### [WHAT IS BEING ASKED]
Swap "white wall" for "beige wall" in the data from its first line through the line containing "column 23, row 453", and return only those lines with everything else left unchanged.

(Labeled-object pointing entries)
────────

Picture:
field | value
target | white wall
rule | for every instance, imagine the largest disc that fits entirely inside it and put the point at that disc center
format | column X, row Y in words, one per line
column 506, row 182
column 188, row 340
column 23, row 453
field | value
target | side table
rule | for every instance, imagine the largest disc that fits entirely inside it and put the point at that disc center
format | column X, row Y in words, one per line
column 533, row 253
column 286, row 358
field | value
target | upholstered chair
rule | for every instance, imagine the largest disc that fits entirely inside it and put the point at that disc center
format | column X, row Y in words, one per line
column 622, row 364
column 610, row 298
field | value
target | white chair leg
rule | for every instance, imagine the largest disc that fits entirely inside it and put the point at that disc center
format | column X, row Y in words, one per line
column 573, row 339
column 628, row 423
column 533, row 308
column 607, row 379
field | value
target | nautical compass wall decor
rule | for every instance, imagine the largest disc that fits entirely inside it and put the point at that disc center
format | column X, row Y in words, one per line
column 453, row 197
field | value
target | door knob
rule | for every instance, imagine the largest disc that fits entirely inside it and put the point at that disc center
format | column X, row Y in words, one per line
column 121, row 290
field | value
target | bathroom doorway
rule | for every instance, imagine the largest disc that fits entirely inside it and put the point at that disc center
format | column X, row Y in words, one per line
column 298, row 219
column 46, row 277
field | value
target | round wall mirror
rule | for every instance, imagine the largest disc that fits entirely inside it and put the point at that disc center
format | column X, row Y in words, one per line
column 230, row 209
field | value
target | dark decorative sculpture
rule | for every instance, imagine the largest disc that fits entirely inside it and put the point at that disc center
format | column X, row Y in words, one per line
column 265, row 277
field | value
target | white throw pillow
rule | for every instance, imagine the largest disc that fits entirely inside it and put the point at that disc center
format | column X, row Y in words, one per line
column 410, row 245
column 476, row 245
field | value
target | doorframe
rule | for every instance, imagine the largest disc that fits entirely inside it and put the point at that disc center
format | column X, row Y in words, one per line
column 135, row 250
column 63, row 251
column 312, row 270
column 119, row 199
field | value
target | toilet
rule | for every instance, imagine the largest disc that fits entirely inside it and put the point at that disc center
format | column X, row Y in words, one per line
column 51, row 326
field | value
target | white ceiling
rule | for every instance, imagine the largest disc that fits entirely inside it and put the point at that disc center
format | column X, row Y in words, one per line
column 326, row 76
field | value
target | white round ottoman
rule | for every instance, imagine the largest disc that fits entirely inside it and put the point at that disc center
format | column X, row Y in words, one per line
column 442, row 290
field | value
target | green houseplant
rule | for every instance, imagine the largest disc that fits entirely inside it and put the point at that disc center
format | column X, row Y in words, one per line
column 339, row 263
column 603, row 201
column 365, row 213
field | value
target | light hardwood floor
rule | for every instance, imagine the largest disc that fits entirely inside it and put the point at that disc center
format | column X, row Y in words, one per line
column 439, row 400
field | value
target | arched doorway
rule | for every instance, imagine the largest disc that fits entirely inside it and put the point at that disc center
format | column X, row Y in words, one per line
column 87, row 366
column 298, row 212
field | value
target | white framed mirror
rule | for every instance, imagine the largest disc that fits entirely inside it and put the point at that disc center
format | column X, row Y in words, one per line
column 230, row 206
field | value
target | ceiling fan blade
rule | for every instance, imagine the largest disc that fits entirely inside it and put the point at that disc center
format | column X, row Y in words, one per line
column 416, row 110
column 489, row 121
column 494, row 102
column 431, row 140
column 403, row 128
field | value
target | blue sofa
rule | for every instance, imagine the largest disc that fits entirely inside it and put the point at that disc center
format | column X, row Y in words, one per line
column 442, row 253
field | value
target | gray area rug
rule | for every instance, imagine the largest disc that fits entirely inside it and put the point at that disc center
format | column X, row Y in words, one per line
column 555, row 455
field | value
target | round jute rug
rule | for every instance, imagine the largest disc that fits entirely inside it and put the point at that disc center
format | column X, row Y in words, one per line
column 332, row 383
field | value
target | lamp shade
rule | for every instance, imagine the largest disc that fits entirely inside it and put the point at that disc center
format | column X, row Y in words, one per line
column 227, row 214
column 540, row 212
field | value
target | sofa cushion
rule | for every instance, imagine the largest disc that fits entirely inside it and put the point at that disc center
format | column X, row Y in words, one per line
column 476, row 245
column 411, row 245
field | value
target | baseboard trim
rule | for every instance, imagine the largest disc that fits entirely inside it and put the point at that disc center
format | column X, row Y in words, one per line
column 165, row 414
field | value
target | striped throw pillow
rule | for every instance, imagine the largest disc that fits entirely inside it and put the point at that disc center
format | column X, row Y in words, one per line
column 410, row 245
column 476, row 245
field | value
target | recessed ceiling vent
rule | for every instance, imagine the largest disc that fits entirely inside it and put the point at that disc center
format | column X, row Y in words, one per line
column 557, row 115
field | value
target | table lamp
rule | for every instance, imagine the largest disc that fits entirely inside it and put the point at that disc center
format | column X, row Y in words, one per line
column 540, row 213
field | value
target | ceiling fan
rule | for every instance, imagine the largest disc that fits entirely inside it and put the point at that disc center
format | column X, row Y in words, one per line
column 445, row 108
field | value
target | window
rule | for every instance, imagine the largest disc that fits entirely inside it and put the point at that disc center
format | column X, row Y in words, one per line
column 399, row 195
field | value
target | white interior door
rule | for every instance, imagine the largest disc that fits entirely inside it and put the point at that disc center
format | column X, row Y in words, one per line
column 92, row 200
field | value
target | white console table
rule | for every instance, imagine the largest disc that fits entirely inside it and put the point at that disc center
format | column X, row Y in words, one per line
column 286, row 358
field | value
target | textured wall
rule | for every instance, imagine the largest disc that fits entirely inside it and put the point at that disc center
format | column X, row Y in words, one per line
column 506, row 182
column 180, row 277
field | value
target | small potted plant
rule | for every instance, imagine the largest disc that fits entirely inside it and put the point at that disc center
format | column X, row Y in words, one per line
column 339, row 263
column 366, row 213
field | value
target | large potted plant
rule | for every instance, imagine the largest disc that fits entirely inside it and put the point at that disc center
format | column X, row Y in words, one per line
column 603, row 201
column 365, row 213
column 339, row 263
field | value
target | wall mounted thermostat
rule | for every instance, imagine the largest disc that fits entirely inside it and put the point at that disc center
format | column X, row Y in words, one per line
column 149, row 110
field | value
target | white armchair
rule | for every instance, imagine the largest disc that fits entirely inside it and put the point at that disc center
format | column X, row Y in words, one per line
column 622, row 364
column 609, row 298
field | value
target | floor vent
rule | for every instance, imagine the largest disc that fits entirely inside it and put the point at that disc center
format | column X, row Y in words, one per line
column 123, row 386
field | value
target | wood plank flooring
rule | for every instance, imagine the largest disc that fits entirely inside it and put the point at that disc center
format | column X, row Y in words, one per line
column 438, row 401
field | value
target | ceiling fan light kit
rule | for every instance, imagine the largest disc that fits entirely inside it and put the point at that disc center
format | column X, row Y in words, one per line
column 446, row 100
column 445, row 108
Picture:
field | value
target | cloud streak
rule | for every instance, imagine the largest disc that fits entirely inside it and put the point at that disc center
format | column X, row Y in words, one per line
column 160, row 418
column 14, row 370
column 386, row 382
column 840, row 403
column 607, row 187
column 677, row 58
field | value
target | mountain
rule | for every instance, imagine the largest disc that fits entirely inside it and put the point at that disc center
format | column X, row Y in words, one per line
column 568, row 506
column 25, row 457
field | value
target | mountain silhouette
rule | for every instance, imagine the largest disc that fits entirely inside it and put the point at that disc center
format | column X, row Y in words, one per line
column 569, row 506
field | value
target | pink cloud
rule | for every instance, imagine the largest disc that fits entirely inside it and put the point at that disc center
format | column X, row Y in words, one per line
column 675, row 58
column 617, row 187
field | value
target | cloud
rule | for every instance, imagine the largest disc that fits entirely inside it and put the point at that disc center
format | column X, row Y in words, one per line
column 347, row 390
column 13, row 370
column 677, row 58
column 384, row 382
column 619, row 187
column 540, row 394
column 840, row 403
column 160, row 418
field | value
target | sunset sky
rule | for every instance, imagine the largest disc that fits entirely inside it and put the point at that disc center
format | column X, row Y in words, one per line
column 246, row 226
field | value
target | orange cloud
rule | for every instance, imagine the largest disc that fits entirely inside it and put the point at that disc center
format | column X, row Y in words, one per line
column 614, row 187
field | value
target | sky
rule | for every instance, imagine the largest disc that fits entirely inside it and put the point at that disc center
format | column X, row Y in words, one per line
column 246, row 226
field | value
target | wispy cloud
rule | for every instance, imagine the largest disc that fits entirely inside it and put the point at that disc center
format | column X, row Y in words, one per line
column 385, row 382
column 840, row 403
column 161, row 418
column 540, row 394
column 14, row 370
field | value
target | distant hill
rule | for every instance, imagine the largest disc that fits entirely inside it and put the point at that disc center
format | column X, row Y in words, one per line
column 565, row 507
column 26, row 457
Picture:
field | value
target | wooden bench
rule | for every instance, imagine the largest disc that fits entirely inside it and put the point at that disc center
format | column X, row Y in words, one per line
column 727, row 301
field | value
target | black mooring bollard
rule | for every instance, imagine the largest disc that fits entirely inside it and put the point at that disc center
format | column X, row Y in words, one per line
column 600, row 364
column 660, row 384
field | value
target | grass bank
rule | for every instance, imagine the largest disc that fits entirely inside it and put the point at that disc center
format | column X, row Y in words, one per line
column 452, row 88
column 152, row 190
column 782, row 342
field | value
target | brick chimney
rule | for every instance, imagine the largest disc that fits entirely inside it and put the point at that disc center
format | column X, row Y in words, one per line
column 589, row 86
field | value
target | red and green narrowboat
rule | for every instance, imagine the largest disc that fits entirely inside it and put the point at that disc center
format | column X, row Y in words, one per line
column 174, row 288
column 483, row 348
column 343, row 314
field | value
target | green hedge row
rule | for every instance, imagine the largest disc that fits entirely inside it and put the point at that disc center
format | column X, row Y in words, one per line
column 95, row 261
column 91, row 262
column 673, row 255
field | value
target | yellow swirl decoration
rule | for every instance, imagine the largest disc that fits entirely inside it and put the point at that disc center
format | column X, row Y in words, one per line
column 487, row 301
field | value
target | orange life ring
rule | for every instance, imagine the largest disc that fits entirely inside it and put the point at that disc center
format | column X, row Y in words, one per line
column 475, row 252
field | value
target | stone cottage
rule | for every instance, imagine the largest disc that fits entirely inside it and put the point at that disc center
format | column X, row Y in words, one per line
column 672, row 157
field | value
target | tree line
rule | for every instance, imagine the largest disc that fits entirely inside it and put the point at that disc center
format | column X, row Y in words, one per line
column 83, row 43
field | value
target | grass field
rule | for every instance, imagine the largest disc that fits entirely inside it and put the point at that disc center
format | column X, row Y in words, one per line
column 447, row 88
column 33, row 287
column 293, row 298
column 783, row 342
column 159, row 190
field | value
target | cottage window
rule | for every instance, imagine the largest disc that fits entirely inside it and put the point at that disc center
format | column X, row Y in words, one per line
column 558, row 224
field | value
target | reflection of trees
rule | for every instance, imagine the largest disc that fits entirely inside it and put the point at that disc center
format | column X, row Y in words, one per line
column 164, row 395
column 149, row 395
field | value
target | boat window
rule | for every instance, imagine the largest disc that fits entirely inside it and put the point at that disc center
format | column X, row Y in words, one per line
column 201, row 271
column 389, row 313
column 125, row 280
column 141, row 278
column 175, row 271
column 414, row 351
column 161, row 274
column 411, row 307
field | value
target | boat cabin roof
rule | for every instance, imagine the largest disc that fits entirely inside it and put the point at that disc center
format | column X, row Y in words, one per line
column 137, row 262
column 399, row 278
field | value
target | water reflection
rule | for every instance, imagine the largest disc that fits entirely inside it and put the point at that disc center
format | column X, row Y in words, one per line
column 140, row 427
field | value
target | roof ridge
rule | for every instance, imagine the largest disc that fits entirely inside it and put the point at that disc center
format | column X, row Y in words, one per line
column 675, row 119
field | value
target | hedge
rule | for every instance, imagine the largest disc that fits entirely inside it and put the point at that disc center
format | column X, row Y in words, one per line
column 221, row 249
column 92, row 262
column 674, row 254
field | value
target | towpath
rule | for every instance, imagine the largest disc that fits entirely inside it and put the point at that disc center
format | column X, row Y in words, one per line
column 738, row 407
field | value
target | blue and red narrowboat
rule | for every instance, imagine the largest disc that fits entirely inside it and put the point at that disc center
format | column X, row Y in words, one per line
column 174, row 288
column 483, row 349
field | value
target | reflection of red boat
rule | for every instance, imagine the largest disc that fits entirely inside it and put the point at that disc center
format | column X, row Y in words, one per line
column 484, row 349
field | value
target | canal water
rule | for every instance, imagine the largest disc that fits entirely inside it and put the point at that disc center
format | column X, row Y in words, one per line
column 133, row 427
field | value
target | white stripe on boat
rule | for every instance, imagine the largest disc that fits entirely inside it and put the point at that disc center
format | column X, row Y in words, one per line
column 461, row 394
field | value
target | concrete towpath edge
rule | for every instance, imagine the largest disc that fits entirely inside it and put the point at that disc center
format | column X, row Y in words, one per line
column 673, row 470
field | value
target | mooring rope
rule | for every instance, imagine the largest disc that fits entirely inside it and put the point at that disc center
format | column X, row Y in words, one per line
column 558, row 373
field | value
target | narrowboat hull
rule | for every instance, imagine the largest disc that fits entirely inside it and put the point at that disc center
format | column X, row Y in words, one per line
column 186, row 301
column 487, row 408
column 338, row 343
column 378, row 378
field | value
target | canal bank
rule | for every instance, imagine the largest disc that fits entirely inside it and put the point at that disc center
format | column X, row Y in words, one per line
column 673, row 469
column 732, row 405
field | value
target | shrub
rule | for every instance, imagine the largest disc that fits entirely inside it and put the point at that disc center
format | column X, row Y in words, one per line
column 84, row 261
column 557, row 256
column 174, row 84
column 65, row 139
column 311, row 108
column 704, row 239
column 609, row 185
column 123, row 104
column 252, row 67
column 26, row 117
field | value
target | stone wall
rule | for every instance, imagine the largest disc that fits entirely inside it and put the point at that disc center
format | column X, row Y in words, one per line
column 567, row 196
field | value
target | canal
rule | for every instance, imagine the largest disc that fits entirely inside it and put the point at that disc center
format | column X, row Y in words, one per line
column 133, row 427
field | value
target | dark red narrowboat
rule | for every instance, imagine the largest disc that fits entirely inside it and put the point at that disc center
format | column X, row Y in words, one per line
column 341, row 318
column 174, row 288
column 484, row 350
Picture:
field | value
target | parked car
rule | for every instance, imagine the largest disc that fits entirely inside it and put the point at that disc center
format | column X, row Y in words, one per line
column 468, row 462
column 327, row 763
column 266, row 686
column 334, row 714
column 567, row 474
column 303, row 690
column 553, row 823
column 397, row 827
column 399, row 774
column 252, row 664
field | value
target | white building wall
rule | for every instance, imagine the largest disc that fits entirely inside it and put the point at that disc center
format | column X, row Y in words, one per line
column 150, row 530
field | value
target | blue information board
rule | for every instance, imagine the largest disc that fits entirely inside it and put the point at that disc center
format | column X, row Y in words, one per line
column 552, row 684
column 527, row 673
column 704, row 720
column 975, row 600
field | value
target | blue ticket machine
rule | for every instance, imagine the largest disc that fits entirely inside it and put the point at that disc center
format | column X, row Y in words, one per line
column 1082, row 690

────────

### [RIGHT ANSWER]
Picture:
field | value
target | beige wall
rule | for every instance, imagine the largest disc that fits entirely inside it and put the point at that disc center
format | column X, row Y in words, one per line
column 506, row 182
column 188, row 340
column 23, row 453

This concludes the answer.